### Problem statement
Line by line, reproduce the records exactly.

### Records provided
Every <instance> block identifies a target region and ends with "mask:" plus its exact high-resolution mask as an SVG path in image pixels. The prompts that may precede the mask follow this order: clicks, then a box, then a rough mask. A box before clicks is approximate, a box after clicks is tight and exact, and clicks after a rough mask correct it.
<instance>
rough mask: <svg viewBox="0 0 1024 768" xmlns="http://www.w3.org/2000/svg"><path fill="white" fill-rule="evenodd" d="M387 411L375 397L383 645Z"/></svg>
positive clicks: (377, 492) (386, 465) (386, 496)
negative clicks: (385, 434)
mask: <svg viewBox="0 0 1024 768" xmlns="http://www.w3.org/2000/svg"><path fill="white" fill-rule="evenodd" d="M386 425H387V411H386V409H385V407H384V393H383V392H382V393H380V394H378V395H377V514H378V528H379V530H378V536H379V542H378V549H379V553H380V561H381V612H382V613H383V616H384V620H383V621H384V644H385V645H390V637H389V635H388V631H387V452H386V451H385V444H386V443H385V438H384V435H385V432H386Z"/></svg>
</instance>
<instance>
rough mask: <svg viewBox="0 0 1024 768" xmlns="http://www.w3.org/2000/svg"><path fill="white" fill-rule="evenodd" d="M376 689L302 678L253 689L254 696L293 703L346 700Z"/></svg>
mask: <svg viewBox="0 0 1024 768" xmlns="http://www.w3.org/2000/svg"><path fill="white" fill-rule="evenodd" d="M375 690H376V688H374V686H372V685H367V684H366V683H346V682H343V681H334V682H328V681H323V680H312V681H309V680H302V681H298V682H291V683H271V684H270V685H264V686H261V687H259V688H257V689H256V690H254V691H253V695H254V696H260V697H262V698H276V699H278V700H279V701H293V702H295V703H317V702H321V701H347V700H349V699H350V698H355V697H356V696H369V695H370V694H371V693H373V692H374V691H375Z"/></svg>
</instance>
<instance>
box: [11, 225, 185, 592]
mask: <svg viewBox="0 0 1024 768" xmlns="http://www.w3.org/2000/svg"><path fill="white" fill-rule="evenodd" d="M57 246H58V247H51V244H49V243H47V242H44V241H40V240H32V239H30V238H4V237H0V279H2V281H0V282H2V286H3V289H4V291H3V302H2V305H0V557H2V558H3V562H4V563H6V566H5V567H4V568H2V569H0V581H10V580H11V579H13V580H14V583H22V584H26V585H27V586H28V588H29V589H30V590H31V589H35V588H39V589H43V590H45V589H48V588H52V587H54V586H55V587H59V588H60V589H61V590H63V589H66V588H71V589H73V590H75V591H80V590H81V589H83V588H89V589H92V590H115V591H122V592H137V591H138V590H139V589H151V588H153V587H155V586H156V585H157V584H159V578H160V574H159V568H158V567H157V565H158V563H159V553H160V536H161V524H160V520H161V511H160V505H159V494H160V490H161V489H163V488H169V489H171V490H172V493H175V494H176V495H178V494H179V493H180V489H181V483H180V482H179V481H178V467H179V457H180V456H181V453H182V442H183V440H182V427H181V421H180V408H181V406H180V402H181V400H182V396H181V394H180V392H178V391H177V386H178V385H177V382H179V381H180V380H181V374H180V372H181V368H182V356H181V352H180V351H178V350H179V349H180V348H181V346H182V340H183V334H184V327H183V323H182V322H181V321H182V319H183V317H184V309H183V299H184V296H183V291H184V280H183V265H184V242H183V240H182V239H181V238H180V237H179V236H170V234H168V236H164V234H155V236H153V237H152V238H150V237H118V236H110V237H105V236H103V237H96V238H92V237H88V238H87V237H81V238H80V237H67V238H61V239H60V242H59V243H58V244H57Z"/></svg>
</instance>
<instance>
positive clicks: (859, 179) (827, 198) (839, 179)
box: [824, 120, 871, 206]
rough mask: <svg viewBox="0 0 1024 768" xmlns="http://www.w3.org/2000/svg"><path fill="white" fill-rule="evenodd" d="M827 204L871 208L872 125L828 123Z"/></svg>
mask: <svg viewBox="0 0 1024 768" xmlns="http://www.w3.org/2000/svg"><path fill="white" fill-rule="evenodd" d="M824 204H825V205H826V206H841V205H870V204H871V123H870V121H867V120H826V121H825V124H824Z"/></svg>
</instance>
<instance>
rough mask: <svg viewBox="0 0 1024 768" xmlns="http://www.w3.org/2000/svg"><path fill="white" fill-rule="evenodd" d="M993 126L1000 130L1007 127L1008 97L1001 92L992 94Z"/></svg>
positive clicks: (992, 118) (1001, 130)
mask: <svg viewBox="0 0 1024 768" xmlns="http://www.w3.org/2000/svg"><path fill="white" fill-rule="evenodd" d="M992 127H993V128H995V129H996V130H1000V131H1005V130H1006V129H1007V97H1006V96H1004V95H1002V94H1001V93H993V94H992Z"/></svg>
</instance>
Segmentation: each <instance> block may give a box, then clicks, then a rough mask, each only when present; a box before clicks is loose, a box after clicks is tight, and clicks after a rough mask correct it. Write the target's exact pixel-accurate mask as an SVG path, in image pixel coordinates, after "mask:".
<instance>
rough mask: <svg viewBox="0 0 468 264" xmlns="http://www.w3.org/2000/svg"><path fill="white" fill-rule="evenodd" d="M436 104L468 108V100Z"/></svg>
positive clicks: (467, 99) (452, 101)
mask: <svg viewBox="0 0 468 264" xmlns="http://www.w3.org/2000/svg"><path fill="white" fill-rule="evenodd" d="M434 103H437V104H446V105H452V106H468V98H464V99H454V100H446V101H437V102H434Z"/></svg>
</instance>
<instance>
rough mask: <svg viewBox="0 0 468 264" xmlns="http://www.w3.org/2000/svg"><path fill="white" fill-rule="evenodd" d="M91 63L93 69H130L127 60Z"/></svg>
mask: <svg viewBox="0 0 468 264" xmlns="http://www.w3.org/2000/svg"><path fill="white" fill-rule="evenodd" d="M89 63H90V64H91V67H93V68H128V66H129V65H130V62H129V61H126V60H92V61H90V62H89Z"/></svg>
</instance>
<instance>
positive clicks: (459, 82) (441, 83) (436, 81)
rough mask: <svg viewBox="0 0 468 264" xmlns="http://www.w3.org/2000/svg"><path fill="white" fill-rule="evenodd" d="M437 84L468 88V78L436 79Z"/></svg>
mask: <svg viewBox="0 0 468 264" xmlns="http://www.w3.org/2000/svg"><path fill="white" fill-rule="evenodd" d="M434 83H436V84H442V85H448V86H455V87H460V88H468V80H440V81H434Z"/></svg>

### Response box
Every <instance> block identifies a target region and ends with "mask:" plus its exact high-resolution mask as an SVG path in image pixels. The prompts that may precede the mask follow this order: clicks, then a box, then a rough mask. A box before clicks is approximate, a box after clicks is tight and exact, and clicks after a rough mask correct it.
<instance>
rough mask: <svg viewBox="0 0 1024 768" xmlns="http://www.w3.org/2000/svg"><path fill="white" fill-rule="evenodd" d="M387 411L375 397L383 645Z"/></svg>
positive clicks: (377, 492) (386, 465) (386, 496)
negative clicks: (385, 434)
mask: <svg viewBox="0 0 1024 768" xmlns="http://www.w3.org/2000/svg"><path fill="white" fill-rule="evenodd" d="M386 425H387V411H386V409H385V407H384V393H383V392H382V393H380V394H378V395H377V514H378V528H379V530H378V536H379V542H378V549H379V553H380V561H381V612H382V613H383V616H384V620H383V621H384V644H385V645H390V637H389V635H388V631H387V452H386V451H385V444H386V443H385V438H384V435H385V432H386Z"/></svg>
</instance>
<instance>
rough mask: <svg viewBox="0 0 1024 768" xmlns="http://www.w3.org/2000/svg"><path fill="white" fill-rule="evenodd" d="M376 689L302 678L253 689L254 696L293 703L346 700Z"/></svg>
mask: <svg viewBox="0 0 1024 768" xmlns="http://www.w3.org/2000/svg"><path fill="white" fill-rule="evenodd" d="M375 690H376V688H374V686H372V685H367V684H366V683H346V682H343V681H334V682H328V681H323V680H312V681H309V680H302V681H298V682H291V683H271V684H270V685H264V686H261V687H259V688H257V689H256V690H254V691H253V695H254V696H260V697H262V698H276V699H278V700H279V701H293V702H295V703H317V702H321V701H347V700H349V699H350V698H355V697H356V696H369V695H370V694H371V693H373V692H374V691H375Z"/></svg>
</instance>
<instance>
box: [11, 225, 185, 592]
mask: <svg viewBox="0 0 1024 768" xmlns="http://www.w3.org/2000/svg"><path fill="white" fill-rule="evenodd" d="M57 246H58V247H51V244H49V243H47V242H44V241H40V240H32V239H30V238H4V237H0V279H2V281H0V282H2V286H3V289H4V291H3V302H2V305H0V557H2V558H3V562H4V563H6V566H5V567H4V568H2V569H0V581H10V580H11V579H13V580H14V583H22V584H26V585H27V586H28V588H29V589H30V590H31V589H35V588H39V589H43V590H45V589H48V588H52V587H54V586H55V587H59V588H60V589H61V590H63V589H66V588H71V589H73V590H75V591H80V590H81V589H83V588H89V589H92V590H115V591H122V592H137V591H138V590H139V589H151V588H153V587H155V586H156V585H157V584H159V578H160V574H159V568H158V567H157V565H158V563H159V553H160V536H161V524H160V520H161V511H160V505H159V494H160V490H161V489H163V488H169V489H171V490H172V493H175V494H176V495H178V494H179V493H180V489H181V483H180V482H179V481H178V467H179V457H180V456H181V453H182V442H183V440H182V427H181V421H180V408H181V406H180V402H181V400H182V396H181V394H180V392H178V391H177V386H178V385H177V382H179V381H180V380H181V374H180V372H181V368H182V356H181V352H180V351H178V350H179V349H180V348H181V346H182V340H183V334H184V327H183V323H182V322H181V321H182V319H183V317H184V309H183V299H184V296H183V291H184V280H183V265H184V242H183V240H182V239H181V238H180V237H179V236H170V234H168V236H164V234H155V236H153V237H152V238H150V237H118V236H110V237H105V236H103V237H96V238H92V237H88V238H87V237H81V238H80V237H67V238H61V239H60V242H59V243H58V244H57Z"/></svg>
</instance>
<instance>
positive clicks: (859, 179) (827, 198) (839, 179)
box: [824, 120, 871, 206]
rough mask: <svg viewBox="0 0 1024 768" xmlns="http://www.w3.org/2000/svg"><path fill="white" fill-rule="evenodd" d="M827 204L871 208L872 125L828 123Z"/></svg>
mask: <svg viewBox="0 0 1024 768" xmlns="http://www.w3.org/2000/svg"><path fill="white" fill-rule="evenodd" d="M824 204H825V205H826V206H841V205H870V204H871V123H870V121H867V120H826V121H825V124H824Z"/></svg>
</instance>
<instance>
rough mask: <svg viewBox="0 0 1024 768" xmlns="http://www.w3.org/2000/svg"><path fill="white" fill-rule="evenodd" d="M993 126L1000 130L1007 127L1008 97L1001 92L992 94Z"/></svg>
positive clicks: (992, 118) (1001, 130)
mask: <svg viewBox="0 0 1024 768" xmlns="http://www.w3.org/2000/svg"><path fill="white" fill-rule="evenodd" d="M992 127H993V128H995V129H996V130H1000V131H1005V130H1006V129H1007V97H1006V96H1004V95H1002V94H1001V93H993V94H992Z"/></svg>
</instance>
Segmentation: each <instance> block may give a box, then clicks, then a rough mask, each only when present; a box before clicks is loose, a box after clicks is tight, and clicks after a rough mask correct it. Write the target's exact pixel-accurate mask as an SVG path, in image pixel coordinates, after "mask:".
<instance>
rough mask: <svg viewBox="0 0 468 264" xmlns="http://www.w3.org/2000/svg"><path fill="white" fill-rule="evenodd" d="M436 104L468 108V100Z"/></svg>
positive clicks: (467, 99) (452, 101)
mask: <svg viewBox="0 0 468 264" xmlns="http://www.w3.org/2000/svg"><path fill="white" fill-rule="evenodd" d="M434 103H437V104H446V105H452V106H468V98H464V99H454V100H446V101H437V102H434Z"/></svg>
</instance>
<instance>
rough mask: <svg viewBox="0 0 468 264" xmlns="http://www.w3.org/2000/svg"><path fill="white" fill-rule="evenodd" d="M91 63L93 69H130L127 60Z"/></svg>
mask: <svg viewBox="0 0 468 264" xmlns="http://www.w3.org/2000/svg"><path fill="white" fill-rule="evenodd" d="M89 63H90V64H91V67H93V68H128V66H129V65H130V62H129V61H126V60H92V61H90V62H89Z"/></svg>
</instance>
<instance>
positive clicks: (459, 82) (441, 83) (436, 81)
rough mask: <svg viewBox="0 0 468 264" xmlns="http://www.w3.org/2000/svg"><path fill="white" fill-rule="evenodd" d="M437 84L468 88V78L436 79Z"/></svg>
mask: <svg viewBox="0 0 468 264" xmlns="http://www.w3.org/2000/svg"><path fill="white" fill-rule="evenodd" d="M434 83H436V84H442V85H448V86H455V87H460V88H468V80H440V81H434Z"/></svg>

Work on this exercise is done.